• [ANFORDERUNGEN DER ÜBUNG]
A - Wiederhole aus der Passage über die Oscars wortgetreu den Abschnitt, der mit „Nach der Verleihung“ beginnt und bis einschließlich „irgendwie enttäuscht fühlen.“ reicht.
B - In welcher Kategorie blieb Ben Affleck laut der Passage über die Oscars eine Nominierung verwehrt?

• [ZITIERTE PASSAGE]

-=-=-

Denn das ist das eigentlich Unglaubliche an den Oscars: welche Sogkraft sie entwickeln können, damit man sich mit ihnen beschäftigt. Sind im Dezember noch die meisten Filmfans der Ansicht, dass die Goldstatuen doch eigentlich nichts bedeuten, weil viel zu oft diejenigen, die es wirklich verdient hätten, übersehen wurden (aus dem Hintergrund ruft es „Hitchcock!“), gibt es unmittelbar vor der Verleihung kaum jemanden, der nicht heimlich irgendwo ein „Oscar Ballot“, einen eigenen Stimmzettel ausgefüllt oder doch wenigstens eine Wette über die Wahl des besten Films abgeschlossen hat.

Nach der Verleihung aber, passenderweise ist das in Europa schon der Tag danach und dazu der frühe Montagmorgen, kratzt sich alles wie verkatert den Kopf: Das soll mal wieder alles gewesen sein? Und die Ironie will es, dass sich sowohl diejenigen, die es richtig vorhergesagt haben, als auch die, die falsch getippt haben, irgendwie enttäuscht fühlen.

Die sprichwörtlichen Spatzen

Die ersteren klagen über zu wenig Überraschung, die letzteren darüber, dass eben mal wieder nicht die Richtigen (und aus dem Hintergrund wieder: „Hitchcock!“) gewonnen haben.

Dass Ben Afflecks „Argo“ als bester Film ausgezeichnet würde, das hatten zuletzt die sprichwörtlichen Spatzen von den Dächern gepfiffen. Für das Warum gibt es hinreichende Erklärungen: ein Film, in dem Hollywood selbst vorkommt und zwar als verschworene Truppe gewiefter Veteranen, die heimlich (!) die Leben von sechs im Iran festsitzenden Amerikanern retten – wie könnte die „Academy“ diesem schmeichelnden Selbstporträt widerstehen.

Zumal Regisseur Ben Affleck gerade dadurch, dass ihm eine Nominierung für die beste Regie vorenthalten wurde, zu jener Art „Underdog“ wurde, den man besonders gerne am Ende, in aller Bescheidenheit natürlich, triumphieren sieht. Und auch wenn unter den neun Mitbewerberfilmen solche sind, die gewichtigere Themen behandeln („Lincoln“, „Zero Dark Thirty“), visuell („Life of Pi“), spirituell („Amour“) oder einfach insgesamt interessanter („Beasts of The Southern Wild“) sind, so kann man sich bei „Argo“ doch auf eines einigen: er ist ausgesprochen unterhaltsam.

-=-=-

• [DATENAUSZUG]
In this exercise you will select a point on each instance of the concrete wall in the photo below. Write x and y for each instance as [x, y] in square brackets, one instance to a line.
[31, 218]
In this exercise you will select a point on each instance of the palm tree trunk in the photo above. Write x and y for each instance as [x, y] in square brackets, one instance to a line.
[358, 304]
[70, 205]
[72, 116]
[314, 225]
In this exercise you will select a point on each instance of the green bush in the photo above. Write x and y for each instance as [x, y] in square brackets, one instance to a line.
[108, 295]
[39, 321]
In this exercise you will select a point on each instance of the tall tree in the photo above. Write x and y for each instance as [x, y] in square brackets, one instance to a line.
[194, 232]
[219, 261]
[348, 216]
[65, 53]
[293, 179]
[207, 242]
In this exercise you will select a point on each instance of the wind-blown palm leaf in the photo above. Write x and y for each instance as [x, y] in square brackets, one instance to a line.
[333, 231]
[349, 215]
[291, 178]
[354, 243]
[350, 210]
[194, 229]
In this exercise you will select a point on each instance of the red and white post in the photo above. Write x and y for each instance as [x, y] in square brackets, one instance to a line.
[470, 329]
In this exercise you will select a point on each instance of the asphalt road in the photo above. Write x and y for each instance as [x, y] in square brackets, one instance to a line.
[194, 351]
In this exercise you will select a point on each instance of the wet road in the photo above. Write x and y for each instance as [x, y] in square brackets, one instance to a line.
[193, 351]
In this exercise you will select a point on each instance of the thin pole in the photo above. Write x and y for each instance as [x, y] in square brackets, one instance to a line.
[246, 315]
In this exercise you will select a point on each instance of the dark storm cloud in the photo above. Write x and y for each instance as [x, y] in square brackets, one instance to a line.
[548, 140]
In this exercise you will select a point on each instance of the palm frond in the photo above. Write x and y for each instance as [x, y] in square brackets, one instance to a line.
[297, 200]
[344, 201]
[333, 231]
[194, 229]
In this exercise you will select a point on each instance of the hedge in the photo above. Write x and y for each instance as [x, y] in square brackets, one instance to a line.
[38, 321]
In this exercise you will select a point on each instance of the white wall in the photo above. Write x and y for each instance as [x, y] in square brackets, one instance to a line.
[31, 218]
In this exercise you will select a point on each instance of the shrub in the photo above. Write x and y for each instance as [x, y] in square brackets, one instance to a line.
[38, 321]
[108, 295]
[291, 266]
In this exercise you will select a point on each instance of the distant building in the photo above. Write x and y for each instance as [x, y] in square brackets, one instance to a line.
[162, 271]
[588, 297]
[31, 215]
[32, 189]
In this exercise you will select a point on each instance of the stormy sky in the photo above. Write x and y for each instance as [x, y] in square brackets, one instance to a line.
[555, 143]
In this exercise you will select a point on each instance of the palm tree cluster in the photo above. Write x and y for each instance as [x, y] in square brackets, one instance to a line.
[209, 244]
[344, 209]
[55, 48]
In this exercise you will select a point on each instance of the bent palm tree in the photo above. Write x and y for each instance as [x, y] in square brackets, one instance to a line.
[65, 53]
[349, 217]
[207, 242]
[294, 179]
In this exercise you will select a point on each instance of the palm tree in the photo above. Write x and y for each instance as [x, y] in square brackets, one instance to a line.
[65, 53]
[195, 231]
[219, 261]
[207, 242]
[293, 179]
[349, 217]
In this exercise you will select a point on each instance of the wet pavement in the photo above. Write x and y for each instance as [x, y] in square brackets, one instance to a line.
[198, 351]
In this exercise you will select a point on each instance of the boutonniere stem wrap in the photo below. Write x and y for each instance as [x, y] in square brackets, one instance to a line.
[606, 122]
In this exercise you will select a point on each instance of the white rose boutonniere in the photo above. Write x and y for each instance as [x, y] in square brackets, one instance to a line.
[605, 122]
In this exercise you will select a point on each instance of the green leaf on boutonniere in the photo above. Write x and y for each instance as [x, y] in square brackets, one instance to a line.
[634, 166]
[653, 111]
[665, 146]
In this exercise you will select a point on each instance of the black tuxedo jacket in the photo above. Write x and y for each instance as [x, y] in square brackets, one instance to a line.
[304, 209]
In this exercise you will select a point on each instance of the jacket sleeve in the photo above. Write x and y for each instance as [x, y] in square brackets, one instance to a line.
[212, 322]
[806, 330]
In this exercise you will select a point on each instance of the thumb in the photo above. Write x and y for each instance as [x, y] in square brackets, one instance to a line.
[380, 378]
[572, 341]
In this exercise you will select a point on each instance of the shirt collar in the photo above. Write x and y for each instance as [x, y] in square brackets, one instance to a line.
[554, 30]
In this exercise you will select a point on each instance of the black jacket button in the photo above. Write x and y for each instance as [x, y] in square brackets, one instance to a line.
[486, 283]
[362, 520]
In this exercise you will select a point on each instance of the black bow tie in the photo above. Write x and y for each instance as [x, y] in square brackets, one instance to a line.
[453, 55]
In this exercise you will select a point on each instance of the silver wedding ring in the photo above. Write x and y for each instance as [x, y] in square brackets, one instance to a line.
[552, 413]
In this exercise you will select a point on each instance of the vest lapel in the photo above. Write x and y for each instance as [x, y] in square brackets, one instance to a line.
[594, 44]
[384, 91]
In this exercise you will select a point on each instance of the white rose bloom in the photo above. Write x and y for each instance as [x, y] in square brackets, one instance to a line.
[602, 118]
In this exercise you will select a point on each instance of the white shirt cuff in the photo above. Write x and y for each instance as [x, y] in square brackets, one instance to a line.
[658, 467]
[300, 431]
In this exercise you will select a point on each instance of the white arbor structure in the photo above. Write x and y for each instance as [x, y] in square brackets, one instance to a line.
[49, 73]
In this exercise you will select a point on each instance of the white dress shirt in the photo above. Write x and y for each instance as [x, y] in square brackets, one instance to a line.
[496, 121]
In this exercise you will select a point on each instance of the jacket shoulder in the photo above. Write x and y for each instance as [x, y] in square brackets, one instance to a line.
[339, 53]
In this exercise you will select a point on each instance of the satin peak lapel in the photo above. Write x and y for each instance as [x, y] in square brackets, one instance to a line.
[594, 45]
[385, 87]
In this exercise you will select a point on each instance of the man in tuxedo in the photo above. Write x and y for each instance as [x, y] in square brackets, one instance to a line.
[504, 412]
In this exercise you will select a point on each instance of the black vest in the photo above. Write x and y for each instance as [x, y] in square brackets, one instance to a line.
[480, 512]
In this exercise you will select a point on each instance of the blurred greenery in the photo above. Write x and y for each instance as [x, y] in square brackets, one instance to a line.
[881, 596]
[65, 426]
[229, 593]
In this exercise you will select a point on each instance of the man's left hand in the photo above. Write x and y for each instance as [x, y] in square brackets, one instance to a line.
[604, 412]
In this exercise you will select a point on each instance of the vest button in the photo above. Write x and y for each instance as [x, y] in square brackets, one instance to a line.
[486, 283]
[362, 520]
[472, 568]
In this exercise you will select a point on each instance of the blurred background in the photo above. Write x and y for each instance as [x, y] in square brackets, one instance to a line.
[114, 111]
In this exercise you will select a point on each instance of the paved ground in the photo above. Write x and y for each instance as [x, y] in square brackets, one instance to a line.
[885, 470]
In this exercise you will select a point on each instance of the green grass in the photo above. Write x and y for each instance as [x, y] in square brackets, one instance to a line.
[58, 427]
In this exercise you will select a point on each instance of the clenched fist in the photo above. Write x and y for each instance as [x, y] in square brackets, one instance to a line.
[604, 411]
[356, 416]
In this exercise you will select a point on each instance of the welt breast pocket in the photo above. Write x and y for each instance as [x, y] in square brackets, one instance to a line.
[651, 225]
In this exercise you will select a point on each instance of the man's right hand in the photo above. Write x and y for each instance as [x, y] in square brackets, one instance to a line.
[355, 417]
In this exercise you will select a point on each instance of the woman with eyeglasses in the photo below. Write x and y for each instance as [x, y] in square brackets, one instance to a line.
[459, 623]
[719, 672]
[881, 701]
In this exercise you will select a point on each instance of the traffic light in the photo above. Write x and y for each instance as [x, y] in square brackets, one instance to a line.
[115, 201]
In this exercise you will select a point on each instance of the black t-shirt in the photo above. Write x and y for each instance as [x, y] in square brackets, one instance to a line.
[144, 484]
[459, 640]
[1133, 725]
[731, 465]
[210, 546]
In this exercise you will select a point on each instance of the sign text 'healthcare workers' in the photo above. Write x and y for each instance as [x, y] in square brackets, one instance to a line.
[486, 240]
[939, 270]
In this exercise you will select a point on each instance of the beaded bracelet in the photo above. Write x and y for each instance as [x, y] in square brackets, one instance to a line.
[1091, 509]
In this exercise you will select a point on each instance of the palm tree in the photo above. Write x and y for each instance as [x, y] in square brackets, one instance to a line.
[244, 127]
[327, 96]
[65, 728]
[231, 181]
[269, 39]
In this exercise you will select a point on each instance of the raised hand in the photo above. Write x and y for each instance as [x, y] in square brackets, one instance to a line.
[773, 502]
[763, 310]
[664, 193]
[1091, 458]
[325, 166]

-=-=-

• [SCHRIFTLICHE ANTWORTEN]
A -
Nach der Verleihung aber, passenderweise ist das in Europa schon der Tag danach und dazu der frühe Montagmorgen, kratzt sich alles wie verkatert den Kopf: Das soll mal wieder alles gewesen sein? Und die Ironie will es, dass sich sowohl diejenigen, die es richtig vorhergesagt haben, als auch die, die falsch getippt haben, irgendwie enttäuscht fühlen.

B - In der Kategorie beste Regie.